** Opening Listed records block **

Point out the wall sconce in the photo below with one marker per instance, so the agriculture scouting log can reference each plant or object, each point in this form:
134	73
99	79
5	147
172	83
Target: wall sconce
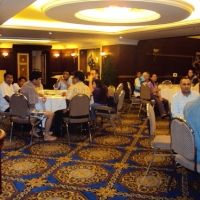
5	54
103	54
155	51
56	55
74	55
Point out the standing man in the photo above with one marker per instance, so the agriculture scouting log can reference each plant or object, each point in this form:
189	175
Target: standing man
94	74
64	82
29	91
137	83
17	86
193	78
6	91
78	87
182	97
161	102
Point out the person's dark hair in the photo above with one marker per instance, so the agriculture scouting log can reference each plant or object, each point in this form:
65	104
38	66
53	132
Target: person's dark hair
67	71
7	73
35	75
96	70
185	77
79	75
21	77
103	90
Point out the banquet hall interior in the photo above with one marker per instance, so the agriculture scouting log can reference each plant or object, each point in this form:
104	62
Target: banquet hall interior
160	37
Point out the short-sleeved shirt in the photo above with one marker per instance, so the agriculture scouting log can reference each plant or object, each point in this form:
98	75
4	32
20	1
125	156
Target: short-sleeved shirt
192	116
138	83
62	86
5	90
29	91
78	88
179	101
152	87
16	87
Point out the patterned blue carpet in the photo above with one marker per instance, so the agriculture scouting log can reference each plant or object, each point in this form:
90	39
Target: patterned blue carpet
111	167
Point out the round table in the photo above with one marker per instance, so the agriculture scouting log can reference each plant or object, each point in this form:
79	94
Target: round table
167	92
53	103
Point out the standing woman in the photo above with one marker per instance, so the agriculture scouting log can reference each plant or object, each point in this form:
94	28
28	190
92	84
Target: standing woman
161	102
100	95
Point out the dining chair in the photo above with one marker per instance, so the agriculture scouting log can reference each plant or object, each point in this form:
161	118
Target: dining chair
167	82
20	113
183	144
134	100
110	113
159	142
117	93
3	116
145	96
79	112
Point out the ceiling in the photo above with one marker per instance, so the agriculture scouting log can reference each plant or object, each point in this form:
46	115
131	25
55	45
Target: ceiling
88	23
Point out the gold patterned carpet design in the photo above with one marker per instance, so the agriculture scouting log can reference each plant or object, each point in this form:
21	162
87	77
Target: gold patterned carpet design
111	167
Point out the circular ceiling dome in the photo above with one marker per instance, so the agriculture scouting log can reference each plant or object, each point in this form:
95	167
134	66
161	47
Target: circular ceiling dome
115	14
118	13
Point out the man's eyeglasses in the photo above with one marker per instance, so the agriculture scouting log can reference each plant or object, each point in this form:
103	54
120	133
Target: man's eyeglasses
184	84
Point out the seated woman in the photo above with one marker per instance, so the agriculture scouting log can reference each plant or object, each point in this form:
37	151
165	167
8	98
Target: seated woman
100	95
161	102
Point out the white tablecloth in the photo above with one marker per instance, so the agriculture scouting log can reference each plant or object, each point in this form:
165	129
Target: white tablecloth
167	93
53	103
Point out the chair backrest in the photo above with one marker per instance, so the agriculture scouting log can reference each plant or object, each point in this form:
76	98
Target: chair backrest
182	139
145	92
120	101
79	109
167	82
151	119
111	91
129	90
19	105
117	92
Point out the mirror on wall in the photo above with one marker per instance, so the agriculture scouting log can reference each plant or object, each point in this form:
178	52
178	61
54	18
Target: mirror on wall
90	59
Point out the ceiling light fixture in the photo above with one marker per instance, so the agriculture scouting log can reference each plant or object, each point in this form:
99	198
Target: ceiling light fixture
5	54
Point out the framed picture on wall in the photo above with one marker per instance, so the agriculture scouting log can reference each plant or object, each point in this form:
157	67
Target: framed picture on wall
23	65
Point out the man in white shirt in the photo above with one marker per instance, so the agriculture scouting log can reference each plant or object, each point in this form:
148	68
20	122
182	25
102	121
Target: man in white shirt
64	82
17	86
182	97
6	91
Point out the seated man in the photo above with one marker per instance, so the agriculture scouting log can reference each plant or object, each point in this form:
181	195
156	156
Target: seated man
6	91
193	78
161	102
17	86
78	87
192	116
64	82
182	97
29	91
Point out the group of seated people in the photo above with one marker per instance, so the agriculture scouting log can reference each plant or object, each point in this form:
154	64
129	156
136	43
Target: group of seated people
74	84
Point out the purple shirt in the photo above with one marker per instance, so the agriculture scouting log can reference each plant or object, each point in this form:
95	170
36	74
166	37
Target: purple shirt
152	87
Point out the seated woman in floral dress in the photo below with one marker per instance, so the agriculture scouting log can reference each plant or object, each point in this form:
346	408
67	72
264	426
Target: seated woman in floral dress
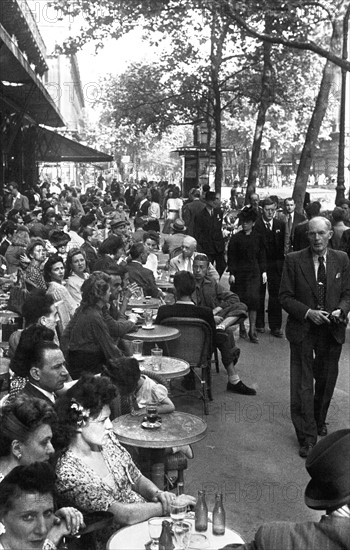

** Closing Listed records block **

● **What is required**
The response has to be an exact copy of all the data, pictures excluded.

● **Completed task**
Point out the wall sconce in the photo below with one marker per instance, so the agriculture scouting log can reference each plant or object, each point in this form:
134	73
99	79
5	147
172	83
Target: wall sconce
5	54
103	54
155	51
56	55
74	55
Point out the standing man in the photo above with one marker per instance, so the agriculture scouting log can reference each plant or object, each point in this form:
189	175
Target: standing man
94	74
64	82
29	91
137	83
17	86
193	78
6	91
78	87
182	97
161	102
Point out the person's dark hair in the photo above with one marker per instance, so the agriculture scouting log can reference each plant or object, each point in this form:
65	104
38	66
53	132
Target: person's dark hair
67	71
7	73
35	75
96	70
185	77
79	75
21	77
103	90
Point out the banquet hall interior in the photo above with one marker per instance, so the agriculture scouting log can reference each plant or object, each point in this form:
104	62
Target: banquet hall interior
160	37
Point out the short-sleeved shirt in the photo above with one marker per instance, so the agriculture scouting log can reference each plant or object, each point in this form:
98	75
4	32
20	1
125	156
Target: short-sleeved shirt
192	116
138	83
62	86
5	90
29	91
78	88
179	101
152	87
16	87
Point out the patterned blue carpet in the photo above with one marker per instance, so the agriculture scouting log can reference each plant or object, each point in this form:
90	39
Target: patterned blue carpet
111	167
Point out the round table in the photo above with one marker per instance, so the agriculture scouting log can reference each plant or object, each point in this form:
79	94
Target: round table
167	92
53	103
Point out the standing woman in the photo above with one marker per instance, so the agriculture scouting log can reference each plant or object, each point in this form:
94	28
28	190
92	84
Target: standing woman
161	102
100	95
Point out the dining chair in the photo above with one marker per instance, so the agriculture scouting log can reference each plant or object, each point in this form:
161	118
Target: dining chair
167	82
20	113
183	144
134	100
110	113
159	142
117	93
3	116
145	96
79	112
Point out the ceiling in the photo above with one marker per instance, so the agriculture scouting log can reference each plant or object, each point in this form:
46	115
131	25
55	45
Target: ceiling
88	23
Point out the gold patterned carpet design in the photo above with one marker per instance, so the agriculture scouting log can reference each plant or object, each point in this form:
21	162
87	77
Target: gold patterned carpet design
111	167
Point out the circular ceiling dome in the photo above with one marker per instance, so the agriculture scouting log can reference each plant or object, each point in this form:
95	167
134	66
161	47
Target: circular ceiling dome
115	14
118	13
Point out the man's eyeglasses in the photo above with one marker per instance, so the agriculture scouting log can reference each plant or object, each point in this form:
103	54
120	133
Target: man's eyeglasses
184	84
Point out the seated woman in the photo above with one marker per instance, so the agriculture scouting log can reference each plant or object, each point in this form:
37	151
165	167
8	98
Target: seated woman
100	95
161	102
Point out the white tablecloth in the photo above with one marker per instance, so the agriculture scouting log can reference each plant or object, each point in this form:
165	129
Target: white tablecloth
167	93
53	103
Point out the chair backrest in the photo above with one marker per instance, so the agriculture scouting log can reference each plant or object, each point in this form:
76	98
Target: chair backrest
182	139
145	92
120	101
79	109
167	82
151	119
111	91
129	90
19	105
117	92
Point out the mirror on wall in the photo above with one marker per instance, so the agriculture scouting log can reference each plant or object, each point in this form:
178	52
178	61
54	18
Target: mirror on wall
90	59
Point out the ceiling light fixture in the photo above with one marker per instance, so the agriculture scouting log can reference each plant or object, each point in this form:
99	198
Target: ceiling light fixture
5	54
Point out the framed picture on wall in the photo above with one marker per instance, so the agriculture scouting log can reference each plant or object, each point in this form:
157	67
Target: framed picture on wall
23	65
Point out the man in white shirt in the photo above with one marker per instance, so the agriculture scouting log can reference each plant or object, each point in this form:
148	68
20	122
182	25
102	121
Target: man in white shirt
64	82
17	86
182	97
6	91
Point out the seated man in the photo above with one marker per instance, so the agriculture scouting log can reference each plant or object, each point in this form:
181	195
156	156
Target: seated man
6	91
193	78
161	102
17	86
78	87
192	116
64	82
182	97
29	91
Point out the group of seated people in the photo above with one marker per instance, so the agriculture scouting log can reference each plant or object, each point in this form:
154	64
129	156
136	43
Target: group of seated people
74	84
Point out the purple shirt in the photo above with one marker per instance, so the agriculture scouting log can reference each plant or object, each point in this form:
95	170
36	74
166	37
Target: purple shirt
152	87
Point out the seated woman in floral dress in the photo below with one marker per instance, so the agriculture scouting log can reference each plant or object, each point in this form:
346	408
67	72
264	426
Target: seated woman in floral dress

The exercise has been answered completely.